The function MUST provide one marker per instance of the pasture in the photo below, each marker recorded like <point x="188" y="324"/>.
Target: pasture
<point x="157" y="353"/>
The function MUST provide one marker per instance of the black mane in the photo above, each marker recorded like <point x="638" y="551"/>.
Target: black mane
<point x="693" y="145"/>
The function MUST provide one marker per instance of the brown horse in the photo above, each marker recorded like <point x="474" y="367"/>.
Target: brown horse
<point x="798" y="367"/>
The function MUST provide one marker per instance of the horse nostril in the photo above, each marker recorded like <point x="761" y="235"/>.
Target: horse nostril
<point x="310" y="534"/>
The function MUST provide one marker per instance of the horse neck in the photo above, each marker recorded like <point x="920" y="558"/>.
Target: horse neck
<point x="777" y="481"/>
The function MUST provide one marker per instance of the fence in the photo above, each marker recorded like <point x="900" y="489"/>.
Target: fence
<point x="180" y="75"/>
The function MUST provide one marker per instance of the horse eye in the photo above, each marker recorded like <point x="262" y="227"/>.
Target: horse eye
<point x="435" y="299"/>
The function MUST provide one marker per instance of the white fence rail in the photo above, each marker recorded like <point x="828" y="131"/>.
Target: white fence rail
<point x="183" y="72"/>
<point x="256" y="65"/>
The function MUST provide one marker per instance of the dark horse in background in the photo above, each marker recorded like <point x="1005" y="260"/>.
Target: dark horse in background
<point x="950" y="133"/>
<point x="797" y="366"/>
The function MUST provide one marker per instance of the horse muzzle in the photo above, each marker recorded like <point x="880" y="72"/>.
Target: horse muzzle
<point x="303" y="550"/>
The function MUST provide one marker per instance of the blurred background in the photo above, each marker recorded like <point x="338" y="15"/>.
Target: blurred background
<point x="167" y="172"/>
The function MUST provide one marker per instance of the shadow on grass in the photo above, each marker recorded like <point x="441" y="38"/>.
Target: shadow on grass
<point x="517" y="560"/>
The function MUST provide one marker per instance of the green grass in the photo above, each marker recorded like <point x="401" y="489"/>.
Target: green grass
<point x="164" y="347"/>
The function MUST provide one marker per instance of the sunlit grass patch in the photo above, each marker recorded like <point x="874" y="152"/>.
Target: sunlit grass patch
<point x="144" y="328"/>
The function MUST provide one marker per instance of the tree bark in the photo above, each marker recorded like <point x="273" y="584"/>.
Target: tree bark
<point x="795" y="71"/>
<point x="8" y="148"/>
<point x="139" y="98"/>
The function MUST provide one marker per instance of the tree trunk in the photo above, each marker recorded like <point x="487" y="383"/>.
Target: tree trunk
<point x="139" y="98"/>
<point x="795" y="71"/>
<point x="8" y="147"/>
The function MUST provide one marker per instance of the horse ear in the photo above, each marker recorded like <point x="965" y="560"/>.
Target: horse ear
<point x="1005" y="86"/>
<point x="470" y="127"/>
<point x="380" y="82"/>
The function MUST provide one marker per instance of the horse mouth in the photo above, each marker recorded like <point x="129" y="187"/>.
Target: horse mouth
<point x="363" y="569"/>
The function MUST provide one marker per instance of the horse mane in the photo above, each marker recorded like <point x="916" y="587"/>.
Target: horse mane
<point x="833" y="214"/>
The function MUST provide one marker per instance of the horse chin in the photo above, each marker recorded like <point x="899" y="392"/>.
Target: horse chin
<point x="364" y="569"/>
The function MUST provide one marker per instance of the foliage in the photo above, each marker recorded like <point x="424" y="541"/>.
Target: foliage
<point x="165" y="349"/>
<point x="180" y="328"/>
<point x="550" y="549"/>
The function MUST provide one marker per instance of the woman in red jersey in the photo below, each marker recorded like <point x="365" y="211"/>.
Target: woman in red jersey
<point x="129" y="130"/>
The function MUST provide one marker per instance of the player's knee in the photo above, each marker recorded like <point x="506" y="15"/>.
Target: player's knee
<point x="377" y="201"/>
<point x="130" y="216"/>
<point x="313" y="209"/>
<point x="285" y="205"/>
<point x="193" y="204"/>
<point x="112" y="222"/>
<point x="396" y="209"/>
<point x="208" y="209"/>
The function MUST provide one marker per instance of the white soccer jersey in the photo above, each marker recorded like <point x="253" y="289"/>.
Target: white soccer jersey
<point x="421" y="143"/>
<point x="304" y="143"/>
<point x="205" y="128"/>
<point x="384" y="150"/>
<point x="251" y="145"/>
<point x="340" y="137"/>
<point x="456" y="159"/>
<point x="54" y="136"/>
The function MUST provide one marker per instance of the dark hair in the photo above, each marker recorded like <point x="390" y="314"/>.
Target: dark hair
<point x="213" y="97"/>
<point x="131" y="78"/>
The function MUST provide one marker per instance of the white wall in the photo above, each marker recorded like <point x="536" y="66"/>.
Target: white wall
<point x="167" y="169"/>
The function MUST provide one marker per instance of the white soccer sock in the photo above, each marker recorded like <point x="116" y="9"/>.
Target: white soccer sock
+ + + +
__Requirement__:
Extract all lines as given.

__Answer to the exercise__:
The function MUST provide one marker per instance of the pasture in the photo below, each marker recorded like <point x="188" y="324"/>.
Target: pasture
<point x="157" y="353"/>
The function MUST provide one marker per instance of the black mane in the photo above, each marker recorded like <point x="638" y="551"/>.
Target: black mane
<point x="693" y="145"/>
The function MUST provide one marker per instance of the brown horse in the photo above, each marker recorded like <point x="474" y="367"/>.
Target: brown horse
<point x="798" y="367"/>
The function MUST provide one marker per instance of the horse nostril in the photo above, each marker recorded like <point x="761" y="235"/>.
Target: horse nostril
<point x="310" y="534"/>
The function MUST provide one marker per instance of the horse neck in the photo above, each marker recorded like <point x="920" y="558"/>.
Target: horse neck
<point x="777" y="481"/>
The function MUST provide one marker per instance of the fence in the photo above, each marker recorded like <point x="900" y="489"/>.
Target: fence
<point x="180" y="75"/>
The function MUST provide one marker per instance of the horse eye in the photo above, each marker recorded like <point x="262" y="227"/>.
Target: horse eye
<point x="435" y="299"/>
The function MUST provide one marker per instance of the white fence rail in the photo above, each marker recorded like <point x="828" y="131"/>.
Target: white fence rail
<point x="183" y="72"/>
<point x="256" y="65"/>
The function MUST provide one marker per instance of the dark horse in background in the photo above, each marker recorded like <point x="1005" y="260"/>.
Target: dark horse in background
<point x="950" y="133"/>
<point x="797" y="366"/>
The function MUST provide one marker per instance of the horse muzzle in the photo above, each marker recorded like <point x="880" y="72"/>.
Target: horse muzzle
<point x="303" y="550"/>
The function MUST provide one marker per instance of the blurred background in the photo above, each marker recorded like <point x="338" y="15"/>.
Target: blurred background
<point x="167" y="172"/>
The function MUST provide one marker per instance of the shadow on grass in the photo above, each marker recorded like <point x="441" y="38"/>.
Target: shadow on grass
<point x="517" y="560"/>
The function MUST provide one marker per instance of the green grass in the photo above, each marker recorded like <point x="401" y="489"/>.
Target: green grass
<point x="164" y="347"/>
The function MUST provide one marker per instance of the sunlit grass patch in the photo above, each marker recorded like <point x="874" y="152"/>.
Target: sunlit grass patch
<point x="144" y="328"/>
The function MUST provide one marker per instance of the tree bark in the photo above, each marker recorded like <point x="273" y="584"/>.
Target: tree bark
<point x="795" y="71"/>
<point x="8" y="148"/>
<point x="139" y="98"/>
The function MUST provide one marker per instance of the tree trunk in the photo above, each marker recorded like <point x="487" y="383"/>.
Target: tree trunk
<point x="139" y="98"/>
<point x="795" y="71"/>
<point x="8" y="147"/>
The function MUST provide one marker per instance of the horse ear in the photo above, each marker recorded like <point x="965" y="560"/>.
Target: horse ear
<point x="1005" y="86"/>
<point x="470" y="127"/>
<point x="380" y="82"/>
The function MUST provide one marker per instance of the horse mouth in the photo above, each marker recorded like <point x="129" y="187"/>.
Target: horse mouth
<point x="363" y="569"/>
The function MUST provide one marker per instance of the horse mane in the photo above, each marker recorded like <point x="916" y="587"/>.
Target: horse mane
<point x="833" y="214"/>
The function MUST provide one marker per instance of the horse chin in the photo above, each marker recorded like <point x="899" y="392"/>.
Target: horse chin
<point x="364" y="569"/>
The function MUST provide one marker per instance of the foliage in the photo above, each marker recorded like <point x="424" y="541"/>.
Target: foliage
<point x="165" y="349"/>
<point x="180" y="328"/>
<point x="550" y="549"/>
The function MUST provide one marker per instance of the woman in red jersey in the photo below, each marker recorded like <point x="365" y="211"/>.
Target: woman in red jersey
<point x="129" y="130"/>
The function MUST provide one marker per instance of the player's knee in the photo above, each marker recorded like <point x="506" y="15"/>.
Target: player's knee
<point x="377" y="201"/>
<point x="130" y="216"/>
<point x="313" y="209"/>
<point x="285" y="205"/>
<point x="193" y="204"/>
<point x="112" y="222"/>
<point x="396" y="209"/>
<point x="208" y="209"/>
The function MUST provide one marker per instance of the white soccer jersey in the photo above, each marker recorded like <point x="253" y="289"/>.
Target: white soccer jersey
<point x="421" y="143"/>
<point x="304" y="143"/>
<point x="205" y="128"/>
<point x="384" y="150"/>
<point x="251" y="145"/>
<point x="340" y="137"/>
<point x="456" y="159"/>
<point x="54" y="136"/>
The function MUST provide one marker per instance of the dark hair in the photo above, each marker recorded like <point x="390" y="314"/>.
Target: dark hair
<point x="213" y="97"/>
<point x="131" y="78"/>
The function MUST provide one marker per instance of the white wall in the photo above, each marker recorded like <point x="536" y="66"/>.
Target: white wall
<point x="167" y="169"/>
The function MUST provide one marker per instance of the white soccer sock in the photo above, each marker recorded like <point x="116" y="9"/>.
Target: white soccer sock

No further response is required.